(Extracted records)
______________________________

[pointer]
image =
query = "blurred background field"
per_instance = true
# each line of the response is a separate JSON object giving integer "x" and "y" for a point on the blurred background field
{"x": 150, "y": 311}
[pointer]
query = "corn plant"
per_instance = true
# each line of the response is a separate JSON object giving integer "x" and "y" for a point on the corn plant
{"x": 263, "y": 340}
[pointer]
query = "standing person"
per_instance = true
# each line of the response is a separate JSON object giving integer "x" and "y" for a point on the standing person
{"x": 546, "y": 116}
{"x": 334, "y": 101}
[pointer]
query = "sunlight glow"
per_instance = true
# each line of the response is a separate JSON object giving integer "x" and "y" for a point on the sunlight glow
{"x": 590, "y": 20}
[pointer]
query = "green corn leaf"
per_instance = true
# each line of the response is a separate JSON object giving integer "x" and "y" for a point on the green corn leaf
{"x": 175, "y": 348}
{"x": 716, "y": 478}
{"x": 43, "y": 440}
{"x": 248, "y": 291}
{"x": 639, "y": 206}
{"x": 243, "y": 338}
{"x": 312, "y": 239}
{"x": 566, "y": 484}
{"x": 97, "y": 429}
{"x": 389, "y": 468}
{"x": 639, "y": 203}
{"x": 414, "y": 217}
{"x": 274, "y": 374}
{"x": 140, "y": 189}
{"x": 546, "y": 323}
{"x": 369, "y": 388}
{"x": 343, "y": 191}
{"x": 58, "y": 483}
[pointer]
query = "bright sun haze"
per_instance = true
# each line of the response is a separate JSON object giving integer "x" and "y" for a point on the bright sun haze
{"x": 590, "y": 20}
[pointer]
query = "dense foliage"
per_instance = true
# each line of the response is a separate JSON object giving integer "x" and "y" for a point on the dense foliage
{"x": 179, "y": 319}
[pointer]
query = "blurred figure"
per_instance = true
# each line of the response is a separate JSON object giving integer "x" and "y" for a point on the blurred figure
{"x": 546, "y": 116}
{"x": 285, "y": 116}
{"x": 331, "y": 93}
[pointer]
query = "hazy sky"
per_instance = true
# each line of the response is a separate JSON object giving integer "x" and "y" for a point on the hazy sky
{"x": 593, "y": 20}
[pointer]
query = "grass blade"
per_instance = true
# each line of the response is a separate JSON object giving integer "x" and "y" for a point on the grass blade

______________________________

An exact transcription of the data above is required.

(Task answer)
[pointer]
image =
query = "blurred background field"
per_instance = true
# each line of the response is a separate JSON object giving integer "x" and "y" for a point on the blurred background field
{"x": 150, "y": 311}
[pointer]
query = "corn plant"
per_instance = true
# each line of the response is a separate JSON object giving integer "x" and "y" for a point on the corn plant
{"x": 263, "y": 340}
[pointer]
query = "standing person"
per_instance = true
# each line of the response is a separate JSON object giving integer "x" and "y" for a point on the standing person
{"x": 546, "y": 116}
{"x": 334, "y": 101}
[pointer]
query = "sunlight glow"
per_instance = true
# each line of the response is a separate JSON object giving integer "x" and "y" for a point on the sunlight glow
{"x": 590, "y": 20}
[pointer]
query = "green corn leaf"
per_instance = true
# each line of the response is a separate JSON object giving integer "x" and "y" for a point on the green corn leaf
{"x": 175, "y": 348}
{"x": 716, "y": 478}
{"x": 43, "y": 440}
{"x": 248, "y": 291}
{"x": 639, "y": 206}
{"x": 243, "y": 338}
{"x": 312, "y": 239}
{"x": 566, "y": 484}
{"x": 97, "y": 429}
{"x": 389, "y": 468}
{"x": 639, "y": 203}
{"x": 414, "y": 217}
{"x": 274, "y": 374}
{"x": 140, "y": 189}
{"x": 546, "y": 323}
{"x": 369, "y": 388}
{"x": 343, "y": 191}
{"x": 58, "y": 483}
[pointer]
query = "bright sun haze"
per_instance = true
# each line of the response is a separate JSON object giving integer "x" and "y" for a point on the bright sun haze
{"x": 590, "y": 20}
[pointer]
query = "dense foliage"
per_instance = true
# each line of the response is a separate JSON object giving integer "x" and "y" for a point on the dense foliage
{"x": 179, "y": 319}
[pointer]
query = "blurred figure"
per_instance = true
# each line of the response is a separate JSON object giving integer "x" and "y" for a point on the blurred figure
{"x": 546, "y": 116}
{"x": 285, "y": 116}
{"x": 331, "y": 93}
[pointer]
query = "hazy sky"
per_instance = true
# each line of the response is a separate JSON object giving integer "x" and "y" for a point on the hazy sky
{"x": 593, "y": 20}
[pointer]
query = "grass blade"
per_instance = true
# each line of the response is a separate JSON object giving integer "x" and "y" for a point on the grass blade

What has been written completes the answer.